* **Problems to solve**
**a.** List every food or drink named in the first paragraph of the passage about the expired jam.
**b.** Reproduce the passage about the expired jam from "Lately I am" down to "in that store.".
**c.** Pick up the passage about the expired jam after its last sentence and keep writing.

* **Passage for review**
_ _ _
Lately I am enjoying my Friday evenings by purchasing a new ingredient to prepare for dinner or enjoy with a cocktail. I decided on a strawberry jam and aged gouda (separate intake) this past week, due to a recent craving for cheese and its accompaniment, as well as desiring an appropriate topping for Sunday pancakes. Upon arriving home, I noticed the expiration date of June 2016.

So very annoyed. I am liberal regarding expiration dates with certain products, but this was not a local jam and had minimal preservatives (citric acid), therefore no risk need to be taken. How far did it travel? What happened on the way? I can only imagine how long it was sitting in that store.
_ _ _
* **Dataset**

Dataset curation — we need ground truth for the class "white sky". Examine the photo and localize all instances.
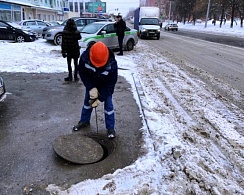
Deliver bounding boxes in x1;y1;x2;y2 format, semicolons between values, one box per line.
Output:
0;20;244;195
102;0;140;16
_ _ _
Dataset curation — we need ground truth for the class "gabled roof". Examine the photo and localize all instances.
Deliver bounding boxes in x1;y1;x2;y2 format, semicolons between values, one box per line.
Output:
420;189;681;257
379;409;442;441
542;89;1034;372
_ _ _
* **Task-by-task results**
**a.** cocktail, strawberry jam, aged gouda, cheese, pancakes

**b.**
Lately I am enjoying my Friday evenings by purchasing a new ingredient to prepare for dinner or enjoy with a cocktail. I decided on a strawberry jam and aged gouda (separate intake) this past week, due to a recent craving for cheese and its accompaniment, as well as desiring an appropriate topping for Sunday pancakes. Upon arriving home, I noticed the expiration date of June 2016.

So very annoyed. I am liberal regarding expiration dates with certain products, but this was not a local jam and had minimal preservatives (citric acid), therefore no risk need to be taken. How far did it travel? What happened on the way? I can only imagine how long it was sitting in that store.

**c.**
I took my concerns out via email to customer service. (Just imagine that relief). Oh being a dietitian and servsafe certified…

As one could imagine, I was craving the spreadable fruit concoction more than ever now and could think of all the ways it would be ideal in this present moment. One cocktail in, with aged gouda and dark chocolate in front of me and comfortable lounge wear and zero desire to travel; no jam would be worth leaving the apartment. Nothing is ever this convenient for me, but I remembered I had two oranges from the farmer’s market in my fridge. Alright, I’ll make my own.

I wanted to keep it simple. Oranges, some other sort of herb or spice, and sweetener. I decided on adding some leftover champagne (why did I have any leftover? I cannot give a valid explanation), vanilla extract because it is my favorite, and brown sugar to utilize the characteristics of the molasses when mellowing the tartness of the marmalade.

This marmalade was tart, yet balanced by the brown sugar and vanilla. Utilizing the rind, we receive the benefits of pectin, which is a soluble fiber that forms a viscous gel and is fermented by colonic bacteria. Current research supports the physiological benefits of adequate soluble fiber intake to include improved serum lipid levels1. Pectin is the thickening agent in this marmalade as well.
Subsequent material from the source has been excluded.